+++ Dataset

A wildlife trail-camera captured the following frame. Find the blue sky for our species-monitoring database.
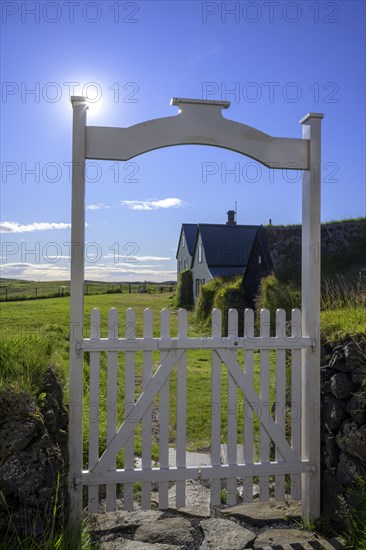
[1,0,366,281]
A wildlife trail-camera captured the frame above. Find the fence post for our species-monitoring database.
[300,113,324,520]
[69,96,88,524]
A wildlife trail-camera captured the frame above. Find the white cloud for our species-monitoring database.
[0,222,71,233]
[86,202,110,210]
[121,198,184,210]
[103,254,172,263]
[0,262,176,282]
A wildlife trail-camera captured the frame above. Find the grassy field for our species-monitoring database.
[0,294,275,463]
[0,278,175,302]
[0,286,366,550]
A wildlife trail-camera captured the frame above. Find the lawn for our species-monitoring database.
[0,293,366,465]
[0,293,275,461]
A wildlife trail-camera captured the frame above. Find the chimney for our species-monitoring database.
[226,210,236,225]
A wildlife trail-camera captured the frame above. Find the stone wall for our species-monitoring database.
[0,368,68,540]
[321,339,366,521]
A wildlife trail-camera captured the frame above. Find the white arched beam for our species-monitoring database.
[85,98,309,170]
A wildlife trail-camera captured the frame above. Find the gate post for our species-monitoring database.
[69,96,88,523]
[300,113,324,520]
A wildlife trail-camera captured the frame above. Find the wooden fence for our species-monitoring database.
[71,309,314,512]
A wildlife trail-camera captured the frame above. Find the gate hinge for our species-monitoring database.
[75,340,82,356]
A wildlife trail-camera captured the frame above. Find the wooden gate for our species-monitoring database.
[75,309,314,512]
[69,97,323,522]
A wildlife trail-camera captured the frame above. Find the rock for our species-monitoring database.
[351,368,365,391]
[0,415,44,458]
[329,346,349,372]
[237,482,260,502]
[321,470,343,521]
[254,529,331,550]
[322,433,339,471]
[330,372,355,399]
[38,367,68,437]
[99,538,184,550]
[90,510,163,532]
[344,340,365,371]
[351,368,365,389]
[336,420,366,462]
[159,479,211,518]
[347,395,366,426]
[222,500,301,527]
[336,451,366,487]
[321,394,346,433]
[200,518,255,550]
[134,517,194,545]
[0,433,62,507]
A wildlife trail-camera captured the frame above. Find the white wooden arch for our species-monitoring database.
[69,97,323,520]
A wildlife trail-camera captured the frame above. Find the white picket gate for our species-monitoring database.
[69,96,323,523]
[75,309,312,512]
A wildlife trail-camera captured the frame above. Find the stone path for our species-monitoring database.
[90,451,345,550]
[90,492,345,550]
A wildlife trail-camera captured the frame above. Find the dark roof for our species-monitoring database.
[195,224,259,272]
[182,223,197,256]
[208,265,243,278]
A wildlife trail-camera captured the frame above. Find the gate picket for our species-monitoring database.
[159,309,172,510]
[291,309,302,500]
[141,308,153,510]
[211,309,222,506]
[123,308,136,510]
[176,309,188,508]
[259,309,271,500]
[106,308,118,512]
[226,309,238,506]
[243,309,254,502]
[275,309,286,500]
[88,308,100,513]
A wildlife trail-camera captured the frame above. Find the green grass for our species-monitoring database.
[0,284,365,550]
[0,278,175,302]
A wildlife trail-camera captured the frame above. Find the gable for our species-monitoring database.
[196,224,258,271]
[176,223,197,258]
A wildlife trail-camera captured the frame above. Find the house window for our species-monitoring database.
[195,279,205,296]
[198,244,202,264]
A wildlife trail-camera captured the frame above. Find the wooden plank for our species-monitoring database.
[243,309,254,502]
[106,308,118,512]
[88,308,100,514]
[94,350,184,473]
[123,308,136,510]
[69,96,88,525]
[211,309,222,506]
[291,309,301,500]
[141,308,153,510]
[76,460,311,485]
[159,309,172,510]
[275,309,286,501]
[176,309,188,508]
[259,309,271,500]
[226,309,238,506]
[81,336,312,351]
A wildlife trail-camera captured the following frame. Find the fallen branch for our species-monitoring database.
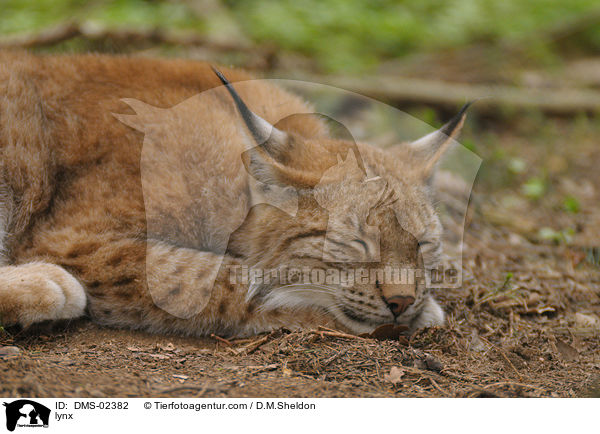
[284,73,600,115]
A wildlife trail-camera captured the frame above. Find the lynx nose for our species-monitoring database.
[385,295,415,317]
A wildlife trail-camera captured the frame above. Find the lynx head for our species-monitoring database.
[215,70,467,333]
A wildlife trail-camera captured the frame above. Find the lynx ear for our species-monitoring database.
[211,66,289,157]
[408,102,472,179]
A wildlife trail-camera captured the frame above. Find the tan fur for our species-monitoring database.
[0,52,460,335]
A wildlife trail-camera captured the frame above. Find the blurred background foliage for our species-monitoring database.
[0,0,600,73]
[0,0,600,246]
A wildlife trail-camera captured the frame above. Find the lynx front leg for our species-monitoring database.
[0,262,86,327]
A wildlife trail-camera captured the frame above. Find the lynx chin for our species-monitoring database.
[0,52,466,336]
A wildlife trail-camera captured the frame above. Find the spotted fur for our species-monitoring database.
[0,52,464,336]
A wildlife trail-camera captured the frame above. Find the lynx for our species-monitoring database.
[0,52,465,336]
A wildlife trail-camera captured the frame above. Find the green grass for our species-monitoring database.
[0,0,600,72]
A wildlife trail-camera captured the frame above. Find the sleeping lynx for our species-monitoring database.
[0,52,464,336]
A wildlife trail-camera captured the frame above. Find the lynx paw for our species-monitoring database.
[0,263,86,327]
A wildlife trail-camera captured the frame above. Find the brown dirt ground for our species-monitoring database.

++++++

* _Direction_
Copy all of the data above word for word, leaving out the pictures.

* _Answer for this exercise_
A wildlife trail-camera captured the following frame. Find the blue sky for our species-monitoring database.
[1,0,366,281]
A wildlife trail-camera captured the frame above. Find the fence post for our species-monitoring database.
[300,113,324,520]
[69,96,88,524]
A wildlife trail-camera captured the frame above. Find the white cloud for our species-monitoring database.
[0,222,71,233]
[86,202,110,210]
[121,198,184,210]
[103,254,172,263]
[0,262,176,282]
A wildlife trail-camera captured the frame above. Find the grassy field for our species-monitoring database.
[0,294,275,463]
[0,278,175,302]
[0,286,366,550]
A wildlife trail-camera captured the frame above. Find the lawn for our species-monitoring database.
[0,293,366,465]
[0,293,275,461]
A wildlife trail-camera captured the frame above. Find the chimney for our species-monitoring database.
[226,210,236,225]
A wildlife trail-camera captured the frame above. Find the stone wall for our species-monitoring database.
[0,368,68,540]
[321,339,366,521]
A wildlife trail-camera captured the frame above. Find the white arched beam for our species-monitoring database.
[85,98,309,170]
A wildlife trail-camera captured the frame above. Find the gate post for our species-monitoring database.
[69,96,88,523]
[300,113,324,520]
A wildlife trail-camera captured the frame above. Find the wooden fence for our species-monitoring database.
[71,309,314,512]
A wildlife trail-camera captured the frame above. Find the gate hinge for our species-monitoring database.
[75,340,82,356]
A wildlife trail-camera captured the frame above. Find the wooden gate for our species-monitoring database.
[75,309,314,512]
[69,97,323,522]
A wildlife trail-camera captured the frame above. Find the rock for our species-monitoring database.
[351,368,365,391]
[0,415,44,458]
[329,346,349,372]
[237,482,260,502]
[321,470,343,521]
[254,529,331,550]
[322,433,339,471]
[330,372,355,399]
[38,367,68,437]
[99,538,184,550]
[90,510,163,532]
[344,340,365,371]
[351,368,365,389]
[336,420,366,462]
[159,479,211,518]
[347,395,366,426]
[222,500,301,527]
[336,451,366,487]
[321,394,346,433]
[200,518,255,550]
[134,517,194,545]
[0,433,62,507]
A wildlife trail-camera captured the frame above. Find the white wooden arch for our species-monitoring database.
[69,97,323,520]
A wildlife trail-camera captured the frame above. Find the white picket gate for our species-monitoring database.
[69,96,323,523]
[75,309,312,512]
A wildlife trail-camera captured the frame above. Find the stone path for our species-monitoring database.
[90,451,345,550]
[90,492,345,550]
A wildlife trail-camera captured the frame above. Find the dark roof for our species-monitoring database.
[195,224,259,272]
[182,223,197,256]
[208,265,243,278]
A wildlife trail-camera captured the frame above. Find the gate picket for our species-monitoring database.
[159,309,172,510]
[291,309,302,500]
[141,308,153,510]
[211,309,222,506]
[123,308,136,510]
[176,309,188,508]
[259,309,271,500]
[106,308,118,512]
[226,309,238,506]
[243,309,254,502]
[275,309,286,500]
[88,308,100,513]
A wildlife trail-camera captured the frame above. Find the green grass for our species-monitoring database.
[0,284,365,550]
[0,278,175,302]
A wildlife trail-camera captured the frame above. Find the gable for our species-monitoring database.
[196,224,258,271]
[176,223,197,258]
A wildlife trail-camera captured the frame above. Find the house window for our species-monitoring database.
[195,279,205,296]
[198,244,202,264]
A wildlife trail-camera captured the frame above. Find the wooden plank for our species-monitoring database.
[243,309,254,502]
[106,308,118,512]
[88,308,100,514]
[94,350,184,473]
[123,308,136,510]
[69,96,88,525]
[211,309,222,506]
[291,309,301,500]
[141,308,153,510]
[76,460,311,485]
[159,309,172,510]
[275,309,286,501]
[176,309,188,508]
[259,309,271,500]
[226,309,238,506]
[81,336,312,351]
A wildlife trail-camera captured the following frame. Find the fallen branch for our species-monitoring database.
[284,73,600,115]
A wildlife trail-camera captured the frame above. Find the lynx nose for our species-monitoring database.
[385,295,415,317]
A wildlife trail-camera captured the frame above. Find the lynx head for our species-monitoring database.
[215,70,467,333]
A wildlife trail-camera captured the frame above. Find the lynx ear for our species-monitoring database.
[211,66,289,157]
[408,102,472,179]
A wildlife trail-camera captured the frame above. Find the tan fur for our species-monitoring database.
[0,52,460,335]
A wildlife trail-camera captured the frame above. Find the blurred background foliage for our species-monitoring database.
[0,0,600,73]
[0,0,600,246]
A wildlife trail-camera captured the frame above. Find the lynx front leg for our species-monitoring database.
[0,262,86,327]
A wildlife trail-camera captured the frame above. Find the lynx chin for our species-monitoring database.
[0,52,466,336]
A wildlife trail-camera captured the frame above. Find the spotted fur for our species-monitoring database.
[0,52,464,336]
A wildlife trail-camera captured the frame above. Find the lynx for our species-monitoring database.
[0,52,465,336]
A wildlife trail-camera captured the frame above. Find the green grass for our species-monitoring database.
[0,0,600,72]
A wildlife trail-camera captured the frame above. Find the sleeping lynx for our species-monitoring database.
[0,52,464,336]
A wildlife trail-camera captured the frame above. Find the lynx paw for our species-monitoring database.
[0,263,86,327]
A wildlife trail-camera captured the frame above. Find the brown dirt ground for our species-monitoring database.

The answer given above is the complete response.